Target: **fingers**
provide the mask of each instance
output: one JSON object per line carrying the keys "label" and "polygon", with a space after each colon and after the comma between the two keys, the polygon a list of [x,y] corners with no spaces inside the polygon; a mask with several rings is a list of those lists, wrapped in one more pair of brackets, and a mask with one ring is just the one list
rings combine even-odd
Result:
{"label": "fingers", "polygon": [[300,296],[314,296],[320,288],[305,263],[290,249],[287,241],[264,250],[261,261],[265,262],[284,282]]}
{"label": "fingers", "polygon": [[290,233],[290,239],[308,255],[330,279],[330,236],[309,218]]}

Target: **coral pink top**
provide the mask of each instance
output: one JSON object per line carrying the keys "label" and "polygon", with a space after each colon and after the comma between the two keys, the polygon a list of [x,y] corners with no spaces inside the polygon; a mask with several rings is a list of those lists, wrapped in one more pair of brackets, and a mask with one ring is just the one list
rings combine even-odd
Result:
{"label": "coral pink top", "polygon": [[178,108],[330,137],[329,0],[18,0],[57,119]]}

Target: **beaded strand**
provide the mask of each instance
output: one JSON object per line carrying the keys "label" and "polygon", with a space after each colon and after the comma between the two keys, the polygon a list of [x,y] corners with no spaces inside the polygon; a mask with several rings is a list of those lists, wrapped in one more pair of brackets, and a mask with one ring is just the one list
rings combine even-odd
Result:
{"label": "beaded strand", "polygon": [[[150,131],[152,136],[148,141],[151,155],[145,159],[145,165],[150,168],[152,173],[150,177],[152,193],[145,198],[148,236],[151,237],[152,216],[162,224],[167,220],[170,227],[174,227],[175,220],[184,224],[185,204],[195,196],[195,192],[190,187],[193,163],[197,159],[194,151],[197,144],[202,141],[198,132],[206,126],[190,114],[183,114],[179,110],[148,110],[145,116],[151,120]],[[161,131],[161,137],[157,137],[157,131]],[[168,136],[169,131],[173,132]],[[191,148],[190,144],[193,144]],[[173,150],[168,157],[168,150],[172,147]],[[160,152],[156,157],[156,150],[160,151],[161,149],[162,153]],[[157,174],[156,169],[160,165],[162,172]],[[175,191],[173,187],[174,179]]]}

THE REQUEST: Can you convert every one of the entries above into a two-column CSV with the headers instruction and answer, one row per entry, putting the entry's text under instruction and its answer under answer, each in a single quoted field with line breaks replaced by spaces?

THE ANSWER:
instruction,answer
"Target: **fingers** provide the mask of each instance output: one JSON object per line carrying the keys ""label"" and ""polygon"", with a space after each colon and after the comma between the two keys, the polygon a list of [x,y] corners with no spaces inside the polygon; a mask with several rings is a list of those lists, wrapped in one more pair of brackets, and a mask with one ring is just the one list rings combine even-odd Result:","{""label"": ""fingers"", ""polygon"": [[300,296],[314,296],[320,288],[305,263],[290,249],[287,241],[264,250],[261,261],[265,262],[284,282]]} {""label"": ""fingers"", ""polygon"": [[290,233],[290,239],[308,255],[330,279],[330,236],[309,218]]}"
"Target: **coral pink top** provide the mask of each instance output: one JSON object per line carrying the keys ""label"" and ""polygon"", with a space after each colon and after the comma between the two keys, the polygon a list of [x,y] corners with no spaces inside the polygon; a mask with several rings is a list of those lists, wrapped in one more pair of brackets, and a mask with one ring is just the one list rings combine even-odd Result:","{""label"": ""coral pink top"", ""polygon"": [[178,108],[330,137],[329,0],[18,0],[57,119]]}"
"Target: **beaded strand** provide the mask of each instance output: one JSON object per line carrying the keys ""label"" and ""polygon"", with a space after each colon and after the comma between the two keys, the polygon a list of [x,y] corners with no spaces inside the polygon; a mask with several rings is a list of those lists, wrapped in one more pair of brackets, and a mask with one ring is just the one list rings combine even-odd Result:","{""label"": ""beaded strand"", ""polygon"": [[[150,131],[152,136],[148,141],[151,155],[145,159],[145,165],[150,168],[152,173],[150,177],[152,193],[145,198],[148,236],[151,237],[152,216],[162,224],[167,220],[170,227],[174,227],[175,220],[184,224],[185,204],[195,196],[195,192],[190,187],[193,163],[197,159],[194,151],[197,144],[202,141],[198,132],[206,126],[190,114],[183,114],[179,110],[148,110],[145,116],[151,120]],[[161,131],[161,137],[157,137],[157,131]],[[168,136],[169,131],[173,132]],[[191,148],[190,144],[193,144]],[[173,150],[168,157],[168,150],[172,147]],[[160,152],[156,157],[156,150],[160,151],[161,149],[162,153]],[[157,174],[156,169],[160,165],[162,172]],[[175,191],[173,187],[174,179]]]}"